Input rows ▸
+ + + + + + +
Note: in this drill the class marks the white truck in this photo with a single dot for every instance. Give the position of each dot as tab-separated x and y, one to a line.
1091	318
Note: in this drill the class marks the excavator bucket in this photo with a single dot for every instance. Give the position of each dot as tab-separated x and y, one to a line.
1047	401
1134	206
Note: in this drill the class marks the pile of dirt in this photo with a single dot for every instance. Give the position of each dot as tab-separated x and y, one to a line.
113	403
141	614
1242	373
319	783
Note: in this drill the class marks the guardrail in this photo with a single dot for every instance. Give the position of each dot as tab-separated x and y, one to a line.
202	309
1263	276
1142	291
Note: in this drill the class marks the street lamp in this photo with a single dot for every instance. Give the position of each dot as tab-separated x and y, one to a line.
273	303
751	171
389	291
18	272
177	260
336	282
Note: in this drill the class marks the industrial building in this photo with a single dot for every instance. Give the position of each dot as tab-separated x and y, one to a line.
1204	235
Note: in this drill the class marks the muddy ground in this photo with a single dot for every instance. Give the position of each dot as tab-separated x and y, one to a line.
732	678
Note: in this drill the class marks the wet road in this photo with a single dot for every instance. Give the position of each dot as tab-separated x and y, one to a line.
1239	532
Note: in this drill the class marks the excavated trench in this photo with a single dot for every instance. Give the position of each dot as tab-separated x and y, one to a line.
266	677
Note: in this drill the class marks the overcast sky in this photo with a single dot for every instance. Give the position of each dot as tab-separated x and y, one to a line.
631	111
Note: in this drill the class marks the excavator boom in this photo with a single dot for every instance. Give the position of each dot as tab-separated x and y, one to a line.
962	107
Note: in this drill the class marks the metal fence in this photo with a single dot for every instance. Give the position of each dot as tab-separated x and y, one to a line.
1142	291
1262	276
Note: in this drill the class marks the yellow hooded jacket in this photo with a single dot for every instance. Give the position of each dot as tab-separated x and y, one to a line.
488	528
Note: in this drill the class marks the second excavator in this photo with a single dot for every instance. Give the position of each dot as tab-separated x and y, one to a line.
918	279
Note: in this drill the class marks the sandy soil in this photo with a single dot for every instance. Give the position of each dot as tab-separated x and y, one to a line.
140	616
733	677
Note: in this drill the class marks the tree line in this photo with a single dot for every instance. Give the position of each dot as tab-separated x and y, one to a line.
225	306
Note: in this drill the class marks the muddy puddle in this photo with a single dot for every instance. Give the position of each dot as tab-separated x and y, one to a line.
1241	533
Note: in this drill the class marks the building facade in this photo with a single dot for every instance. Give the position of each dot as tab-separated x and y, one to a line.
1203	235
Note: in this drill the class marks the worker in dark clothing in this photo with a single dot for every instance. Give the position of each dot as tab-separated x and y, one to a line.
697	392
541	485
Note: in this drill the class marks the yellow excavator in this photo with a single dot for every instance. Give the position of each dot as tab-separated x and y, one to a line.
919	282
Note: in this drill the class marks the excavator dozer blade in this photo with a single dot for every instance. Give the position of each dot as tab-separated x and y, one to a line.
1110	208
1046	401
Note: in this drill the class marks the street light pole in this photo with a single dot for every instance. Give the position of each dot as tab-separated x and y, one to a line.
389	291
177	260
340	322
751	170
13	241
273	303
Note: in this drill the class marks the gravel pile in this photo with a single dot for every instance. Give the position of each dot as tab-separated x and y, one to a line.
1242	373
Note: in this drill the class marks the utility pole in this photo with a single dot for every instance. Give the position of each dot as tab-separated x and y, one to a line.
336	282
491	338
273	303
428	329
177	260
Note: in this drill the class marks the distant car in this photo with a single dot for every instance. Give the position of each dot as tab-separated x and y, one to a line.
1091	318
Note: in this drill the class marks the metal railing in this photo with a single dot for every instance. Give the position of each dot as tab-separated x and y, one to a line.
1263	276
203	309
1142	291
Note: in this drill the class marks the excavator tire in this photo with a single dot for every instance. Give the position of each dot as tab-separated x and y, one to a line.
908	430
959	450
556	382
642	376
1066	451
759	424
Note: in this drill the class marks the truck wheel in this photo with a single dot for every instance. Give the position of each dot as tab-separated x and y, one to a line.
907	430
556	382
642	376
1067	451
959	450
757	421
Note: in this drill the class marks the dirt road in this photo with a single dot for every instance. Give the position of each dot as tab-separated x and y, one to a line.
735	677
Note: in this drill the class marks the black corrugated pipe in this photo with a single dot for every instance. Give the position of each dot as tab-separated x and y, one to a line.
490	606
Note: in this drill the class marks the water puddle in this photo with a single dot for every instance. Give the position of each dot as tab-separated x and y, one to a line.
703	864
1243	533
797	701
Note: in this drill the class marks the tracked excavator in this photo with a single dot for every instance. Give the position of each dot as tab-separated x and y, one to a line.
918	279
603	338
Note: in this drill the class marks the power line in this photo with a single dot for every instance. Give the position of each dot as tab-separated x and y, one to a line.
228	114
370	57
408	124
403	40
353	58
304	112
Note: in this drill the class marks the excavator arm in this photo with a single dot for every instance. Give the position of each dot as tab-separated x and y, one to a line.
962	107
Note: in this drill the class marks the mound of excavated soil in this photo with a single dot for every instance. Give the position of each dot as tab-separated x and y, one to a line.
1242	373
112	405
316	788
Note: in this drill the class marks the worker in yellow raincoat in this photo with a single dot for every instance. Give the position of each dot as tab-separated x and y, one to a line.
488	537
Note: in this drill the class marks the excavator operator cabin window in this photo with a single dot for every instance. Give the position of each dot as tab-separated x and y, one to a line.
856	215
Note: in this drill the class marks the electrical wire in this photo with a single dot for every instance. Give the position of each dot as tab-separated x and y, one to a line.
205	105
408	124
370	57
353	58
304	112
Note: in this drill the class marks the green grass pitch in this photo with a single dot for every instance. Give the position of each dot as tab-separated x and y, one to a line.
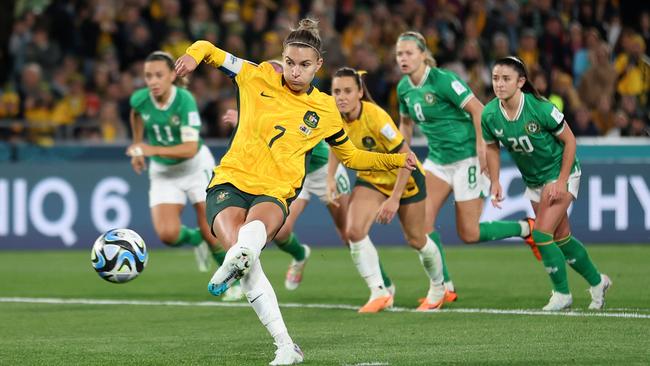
194	332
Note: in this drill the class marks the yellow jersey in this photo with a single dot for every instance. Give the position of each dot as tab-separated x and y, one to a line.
277	129
375	131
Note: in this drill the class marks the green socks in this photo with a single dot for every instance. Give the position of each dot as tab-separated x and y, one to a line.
436	239
495	230
187	236
292	246
553	260
578	258
387	282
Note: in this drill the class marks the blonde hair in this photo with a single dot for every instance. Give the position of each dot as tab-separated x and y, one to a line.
421	42
306	35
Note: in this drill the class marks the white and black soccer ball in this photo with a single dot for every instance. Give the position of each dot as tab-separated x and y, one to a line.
119	255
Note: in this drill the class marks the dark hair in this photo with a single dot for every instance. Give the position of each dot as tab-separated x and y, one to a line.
358	78
169	61
306	35
518	65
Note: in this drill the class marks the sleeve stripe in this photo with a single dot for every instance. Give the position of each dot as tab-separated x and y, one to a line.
466	100
397	148
231	65
335	136
337	143
559	129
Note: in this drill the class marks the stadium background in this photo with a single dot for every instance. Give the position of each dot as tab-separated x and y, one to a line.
71	66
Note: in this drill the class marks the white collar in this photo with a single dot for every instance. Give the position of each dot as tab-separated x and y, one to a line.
168	103
423	80
519	108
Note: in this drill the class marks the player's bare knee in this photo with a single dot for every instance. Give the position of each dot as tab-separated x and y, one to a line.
416	241
561	233
169	236
469	236
355	234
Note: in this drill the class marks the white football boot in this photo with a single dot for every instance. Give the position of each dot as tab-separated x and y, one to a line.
558	301
236	266
289	354
598	292
234	293
203	256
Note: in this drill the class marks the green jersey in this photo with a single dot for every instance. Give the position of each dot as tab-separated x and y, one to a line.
529	137
436	105
176	122
319	156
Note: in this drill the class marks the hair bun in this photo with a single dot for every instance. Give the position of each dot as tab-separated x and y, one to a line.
308	24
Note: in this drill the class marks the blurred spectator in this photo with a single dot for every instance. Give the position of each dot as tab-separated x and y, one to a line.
566	44
471	68
633	68
603	116
500	47
580	61
41	51
638	126
621	125
31	84
644	25
254	35
73	105
552	50
528	51
38	117
111	127
599	79
176	43
582	124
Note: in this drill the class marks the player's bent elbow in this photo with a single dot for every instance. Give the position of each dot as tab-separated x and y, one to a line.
469	236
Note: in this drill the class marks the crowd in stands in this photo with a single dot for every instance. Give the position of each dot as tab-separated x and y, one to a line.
75	63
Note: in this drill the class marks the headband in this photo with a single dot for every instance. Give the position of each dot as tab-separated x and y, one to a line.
303	44
418	41
513	58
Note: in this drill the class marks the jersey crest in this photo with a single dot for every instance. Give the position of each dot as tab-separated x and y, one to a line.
532	127
311	119
369	142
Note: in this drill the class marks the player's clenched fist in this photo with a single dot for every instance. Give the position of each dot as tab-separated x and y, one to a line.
411	161
185	65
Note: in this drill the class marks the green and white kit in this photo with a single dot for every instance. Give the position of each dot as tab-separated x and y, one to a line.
176	122
316	179
436	106
530	138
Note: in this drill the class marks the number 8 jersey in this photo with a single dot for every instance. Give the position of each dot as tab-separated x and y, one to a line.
529	137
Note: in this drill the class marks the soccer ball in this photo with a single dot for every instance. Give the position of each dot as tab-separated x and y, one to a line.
119	255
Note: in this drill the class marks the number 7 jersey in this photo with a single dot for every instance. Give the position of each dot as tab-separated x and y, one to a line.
529	137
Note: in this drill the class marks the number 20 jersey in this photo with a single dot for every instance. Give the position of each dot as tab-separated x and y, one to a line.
529	137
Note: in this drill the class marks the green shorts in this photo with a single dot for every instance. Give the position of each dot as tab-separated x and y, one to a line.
227	195
420	182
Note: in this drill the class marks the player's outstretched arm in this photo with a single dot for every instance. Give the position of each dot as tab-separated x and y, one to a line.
204	51
357	159
494	165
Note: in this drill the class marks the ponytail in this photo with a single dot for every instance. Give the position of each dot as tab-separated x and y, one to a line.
358	78
518	65
421	42
169	61
306	35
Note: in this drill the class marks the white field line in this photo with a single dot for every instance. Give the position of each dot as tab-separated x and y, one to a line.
623	313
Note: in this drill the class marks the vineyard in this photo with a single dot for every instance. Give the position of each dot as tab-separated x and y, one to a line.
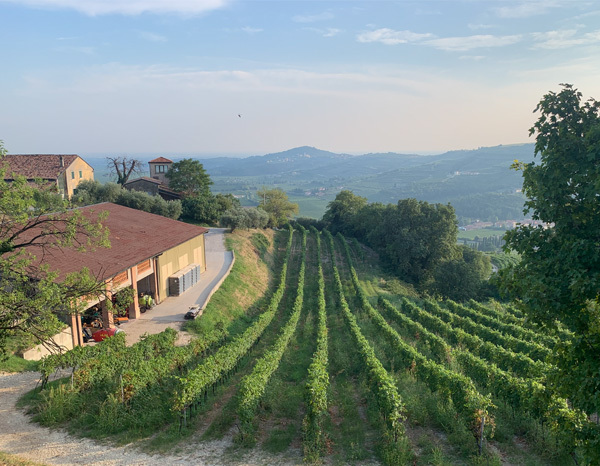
+ + + + + + +
Count the lines of the material above that contain the string "puddle", and give only that number.

2